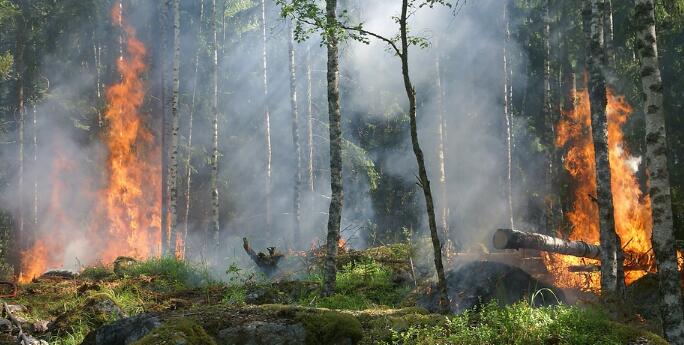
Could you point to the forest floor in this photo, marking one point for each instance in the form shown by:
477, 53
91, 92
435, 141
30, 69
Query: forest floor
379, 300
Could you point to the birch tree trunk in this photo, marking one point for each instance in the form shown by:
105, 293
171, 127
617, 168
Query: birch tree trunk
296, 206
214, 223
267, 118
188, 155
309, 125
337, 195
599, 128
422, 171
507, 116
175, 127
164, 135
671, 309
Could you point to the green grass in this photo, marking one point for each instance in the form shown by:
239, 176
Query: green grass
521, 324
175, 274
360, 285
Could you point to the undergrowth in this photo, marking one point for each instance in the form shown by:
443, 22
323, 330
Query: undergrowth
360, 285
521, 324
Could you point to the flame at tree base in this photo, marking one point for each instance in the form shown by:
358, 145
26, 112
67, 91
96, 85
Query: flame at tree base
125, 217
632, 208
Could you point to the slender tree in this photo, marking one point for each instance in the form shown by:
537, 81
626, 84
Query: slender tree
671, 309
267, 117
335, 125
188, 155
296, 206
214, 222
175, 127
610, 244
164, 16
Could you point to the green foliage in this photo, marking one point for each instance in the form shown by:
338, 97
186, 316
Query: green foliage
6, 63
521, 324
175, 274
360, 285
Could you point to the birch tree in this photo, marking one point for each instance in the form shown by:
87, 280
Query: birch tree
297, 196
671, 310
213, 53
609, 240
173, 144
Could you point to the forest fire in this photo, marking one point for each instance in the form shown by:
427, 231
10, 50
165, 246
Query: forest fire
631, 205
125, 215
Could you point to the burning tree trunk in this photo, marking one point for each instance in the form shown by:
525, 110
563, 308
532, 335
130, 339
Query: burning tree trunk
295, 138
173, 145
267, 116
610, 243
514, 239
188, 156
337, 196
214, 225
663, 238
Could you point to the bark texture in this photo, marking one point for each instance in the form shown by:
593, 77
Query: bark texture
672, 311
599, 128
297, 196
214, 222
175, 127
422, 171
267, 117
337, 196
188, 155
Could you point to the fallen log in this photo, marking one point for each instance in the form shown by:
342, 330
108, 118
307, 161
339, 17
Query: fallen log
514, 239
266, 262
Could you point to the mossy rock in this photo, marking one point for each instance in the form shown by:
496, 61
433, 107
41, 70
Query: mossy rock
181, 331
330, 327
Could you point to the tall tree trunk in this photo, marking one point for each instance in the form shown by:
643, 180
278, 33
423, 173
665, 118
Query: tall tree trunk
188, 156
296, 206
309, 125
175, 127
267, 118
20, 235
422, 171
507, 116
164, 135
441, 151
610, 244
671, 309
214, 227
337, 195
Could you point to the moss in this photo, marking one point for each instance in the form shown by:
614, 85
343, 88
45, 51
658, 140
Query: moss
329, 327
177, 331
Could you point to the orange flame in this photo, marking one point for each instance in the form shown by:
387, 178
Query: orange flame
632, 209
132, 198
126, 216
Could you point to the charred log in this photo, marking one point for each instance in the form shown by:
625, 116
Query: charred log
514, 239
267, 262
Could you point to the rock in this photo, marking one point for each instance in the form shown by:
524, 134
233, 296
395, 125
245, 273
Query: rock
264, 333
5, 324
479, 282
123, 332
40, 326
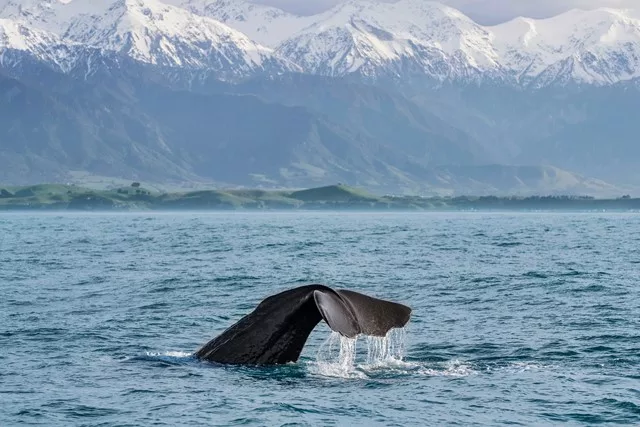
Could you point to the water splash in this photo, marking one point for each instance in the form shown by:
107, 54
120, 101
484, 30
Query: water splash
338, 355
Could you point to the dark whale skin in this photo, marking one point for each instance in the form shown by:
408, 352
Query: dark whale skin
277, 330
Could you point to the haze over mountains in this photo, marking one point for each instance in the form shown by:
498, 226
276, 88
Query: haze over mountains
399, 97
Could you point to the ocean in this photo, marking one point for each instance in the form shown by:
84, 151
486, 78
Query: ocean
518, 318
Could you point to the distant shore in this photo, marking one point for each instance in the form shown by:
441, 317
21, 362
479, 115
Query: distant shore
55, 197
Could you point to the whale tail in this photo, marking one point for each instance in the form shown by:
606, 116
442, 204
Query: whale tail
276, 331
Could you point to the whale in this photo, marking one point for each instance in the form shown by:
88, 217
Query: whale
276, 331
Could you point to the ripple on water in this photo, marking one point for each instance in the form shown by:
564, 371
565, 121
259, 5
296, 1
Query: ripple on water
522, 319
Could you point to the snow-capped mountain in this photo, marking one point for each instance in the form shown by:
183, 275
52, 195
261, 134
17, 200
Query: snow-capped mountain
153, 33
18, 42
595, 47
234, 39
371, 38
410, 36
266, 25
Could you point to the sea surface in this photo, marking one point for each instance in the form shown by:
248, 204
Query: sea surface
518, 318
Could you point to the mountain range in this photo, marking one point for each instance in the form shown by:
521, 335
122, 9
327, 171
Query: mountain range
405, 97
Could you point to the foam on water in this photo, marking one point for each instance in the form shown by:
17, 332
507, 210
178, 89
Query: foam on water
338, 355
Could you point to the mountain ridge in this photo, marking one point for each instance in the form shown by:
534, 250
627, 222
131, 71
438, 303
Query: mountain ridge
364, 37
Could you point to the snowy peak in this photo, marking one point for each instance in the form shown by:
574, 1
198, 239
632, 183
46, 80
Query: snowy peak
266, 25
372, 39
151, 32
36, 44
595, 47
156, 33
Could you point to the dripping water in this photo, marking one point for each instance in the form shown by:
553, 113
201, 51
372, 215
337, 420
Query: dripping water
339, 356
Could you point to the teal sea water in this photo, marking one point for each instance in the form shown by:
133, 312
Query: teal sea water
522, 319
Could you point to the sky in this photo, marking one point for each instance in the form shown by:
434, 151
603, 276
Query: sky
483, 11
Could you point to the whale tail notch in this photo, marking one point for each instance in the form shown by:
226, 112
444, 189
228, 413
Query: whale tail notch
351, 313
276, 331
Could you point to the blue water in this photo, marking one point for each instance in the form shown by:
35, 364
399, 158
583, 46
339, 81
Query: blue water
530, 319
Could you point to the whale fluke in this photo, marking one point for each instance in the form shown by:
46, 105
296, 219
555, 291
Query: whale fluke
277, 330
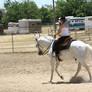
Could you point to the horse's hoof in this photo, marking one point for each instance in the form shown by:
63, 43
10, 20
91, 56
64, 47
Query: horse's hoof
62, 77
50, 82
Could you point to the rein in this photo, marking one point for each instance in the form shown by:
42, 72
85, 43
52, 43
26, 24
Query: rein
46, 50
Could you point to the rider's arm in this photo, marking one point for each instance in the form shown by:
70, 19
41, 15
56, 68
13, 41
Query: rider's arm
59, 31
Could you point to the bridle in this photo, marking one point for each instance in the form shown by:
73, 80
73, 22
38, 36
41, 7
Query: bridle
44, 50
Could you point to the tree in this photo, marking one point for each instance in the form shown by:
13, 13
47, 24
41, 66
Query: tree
########
■ What is expected ■
Copy the records word for word, leaving no picture in the copy.

■ Answer to this exercise ■
Could you point to the forest floor in this photo, marking one point for each instance in the form shown by:
477, 53
91, 92
435, 141
30, 69
Query: forest floor
379, 300
Could you point to the birch tree trunk in this photo, marking one point for each instance in the form shown by:
105, 293
171, 127
617, 168
Query: birch tree trunk
296, 206
214, 223
267, 118
188, 155
309, 125
337, 195
599, 128
422, 171
507, 116
175, 127
164, 135
671, 309
Could you point to the green grass in this photo, marking one point for each instance in the form shown by:
239, 176
Query: green grass
521, 324
175, 274
360, 285
Could you point to the undergrowth in this photo, marking one point for each instance in the form shown by:
443, 22
323, 330
Query: undergrowth
360, 285
521, 324
Could you point to the flame at tree base in this photo, marking one point for each instance in the form shown by:
358, 145
26, 112
67, 91
96, 85
Query: flame at tree base
125, 217
632, 208
Could you point to the slender tree in this photo, marking one point for each instance in the form shown by:
537, 81
626, 84
Query: slender tree
671, 309
267, 117
335, 125
188, 155
296, 206
214, 222
175, 127
610, 244
164, 16
Could you point to the green foliage in this photo, marking one point for each instance in the form shown by:
338, 97
186, 316
Query: green foliage
6, 63
521, 324
175, 274
360, 285
Could you point to the birch tree in this photo, marking one point for each instance in the form shown by:
87, 280
Query: birch tree
297, 196
671, 310
213, 53
609, 240
173, 144
Could you point to the forest fire in this photo, marking one point for each instance in the form shown by:
427, 231
10, 50
165, 246
Query: forest fire
631, 205
125, 215
Could you point to the burning tree trunk in this photo, marking one point for each instance in the form shown by:
525, 110
563, 308
532, 335
130, 339
Query: burning tree trunk
295, 138
173, 145
267, 116
610, 243
514, 239
188, 156
337, 196
214, 225
663, 238
Could you point to the bark texture in this photo, marking one point for each instance in the form shown by:
593, 77
Query: bark texture
672, 311
599, 128
297, 196
214, 222
175, 127
422, 171
267, 117
337, 196
188, 155
Could you point to the fallen log in this photo, marking one point for each instance in the form shown by:
342, 330
108, 118
307, 161
339, 17
Query: fallen log
514, 239
266, 262
Could you point to the mossy rock in this photo, marking one point for each instance in the form shown by:
496, 61
433, 107
41, 70
Query: mossy rock
181, 331
330, 327
Could you point to the tall tree trunk in this photo, marking one point for each instance in the form shown by:
643, 180
278, 33
423, 173
665, 118
Query: tall tree trunk
188, 156
296, 206
309, 125
175, 127
267, 118
20, 235
422, 171
507, 116
164, 135
441, 151
610, 244
671, 309
214, 227
337, 195
Could you point to the moss in this photo, marking one point for each instance in the form shown by:
614, 85
343, 88
45, 51
658, 140
Query: moss
329, 327
177, 331
Could you point to the orange flame in this photo, marking one point for each instance in the form shown by:
387, 178
Query: orange flame
632, 209
132, 198
126, 216
Could you point to the charred log in this photo, marking one point for each instance in the form shown by:
625, 116
Query: charred log
514, 239
267, 262
Could you point to the rock in this photo, marking one point for each instance in the form shown by:
524, 134
233, 296
395, 125
245, 273
Query: rock
264, 333
5, 324
479, 282
123, 332
40, 326
Could you point to the water splash in this photo, marking one point for each instance in the form shown by:
107, 54
120, 101
484, 30
Query: water splash
338, 355
Could you point to the dark whale skin in this photo, marking one point for each instance in the form shown by:
408, 352
Query: dark whale skin
277, 330
Could you point to the haze over mountains in this photo, marking one point for each instance in the form shown by:
498, 226
276, 88
Query: haze over mountains
399, 97
Could you point to the ocean in this photo, marking one point for each instance in the form shown by:
84, 151
486, 78
Query: ocean
518, 318
Could you point to the distant shore in this photo, marking one point for each instance in the form shown by:
441, 317
21, 362
479, 115
Query: distant shore
55, 197
Could you point to the whale tail in this photo, marking one point for each instance in the form shown by:
606, 116
442, 204
Query: whale tail
276, 331
Could you point to the whale in this photo, marking one point for each instance in the form shown by:
88, 217
Query: whale
276, 331
Could you point to the ripple on water in this photo, marking one point for each instance in the form shown by:
564, 371
565, 121
259, 5
296, 1
Query: ripple on water
522, 319
Could you point to the snow-capped mountain in this photo, marking one point for each instance in the form shown by:
183, 275
52, 195
261, 134
17, 200
Query: snow-capped mountain
153, 33
18, 42
595, 47
234, 39
371, 38
410, 36
266, 25
Could you point to the sea surface in this photo, marking one point for each instance in the form shown by:
248, 204
Query: sea surface
518, 318
Could you point to the mountain range in this photo, marking one point for each instance in the form shown by:
521, 335
122, 9
327, 171
Query: mountain range
405, 97
Could you point to the foam on water in this photo, marking one point for each instance in the form shown by:
17, 332
507, 210
178, 89
Query: foam on water
338, 355
Could you point to the mountain ridge in this photo, marking one point for each instance in the form shown by:
534, 250
627, 222
131, 71
438, 303
Query: mountain ridge
364, 37
Could you point to the snowy peak in this photo, marking one point for each instance in the form shown by:
574, 1
198, 239
632, 183
46, 80
Query: snowy peak
266, 25
372, 39
151, 32
36, 44
595, 47
156, 33
Could you point to the dripping water in this photo, marking one point for each instance in the form shown by:
553, 113
201, 51
372, 215
337, 420
Query: dripping water
339, 356
Could you point to the teal sea water in this photo, marking one point for each instance in the form shown by:
133, 312
Query: teal sea water
522, 319
Could you point to the sky in this photo, marking one point for each instance in the form shown by:
434, 151
603, 276
Query: sky
483, 11
Could you point to the whale tail notch in this photo, marking one point for each instance in the form shown by:
226, 112
444, 189
228, 413
Query: whale tail notch
351, 313
276, 331
Could you point to the blue water in this photo, marking one point for each instance in the form shown by:
35, 364
399, 158
583, 46
339, 81
Query: blue water
530, 319
Could you point to the whale fluke in this photo, marking one point for each instance in the form shown by:
46, 105
296, 219
555, 291
Query: whale fluke
277, 330
Could you point to the horse's hoof in this photo, marking one point for each instance in the form shown by:
63, 43
10, 20
91, 56
64, 47
Query: horse's hoof
62, 77
50, 82
Could you point to the rein in this photo, marking one point for each instance in the form shown by:
42, 72
85, 43
52, 43
26, 24
Query: rein
46, 50
Could you point to the rider's arm in this photo, marking one point for each instance in the form shown by:
70, 19
41, 15
56, 68
13, 41
Query: rider's arm
59, 31
Could you point to the bridle in this photo, marking one point for each instance in the form shown by:
73, 80
73, 22
38, 36
41, 7
Query: bridle
44, 50
Could you point to the tree in this photo, marking one point for each instance in the form shown by:
13, 13
47, 24
41, 66
Query: tree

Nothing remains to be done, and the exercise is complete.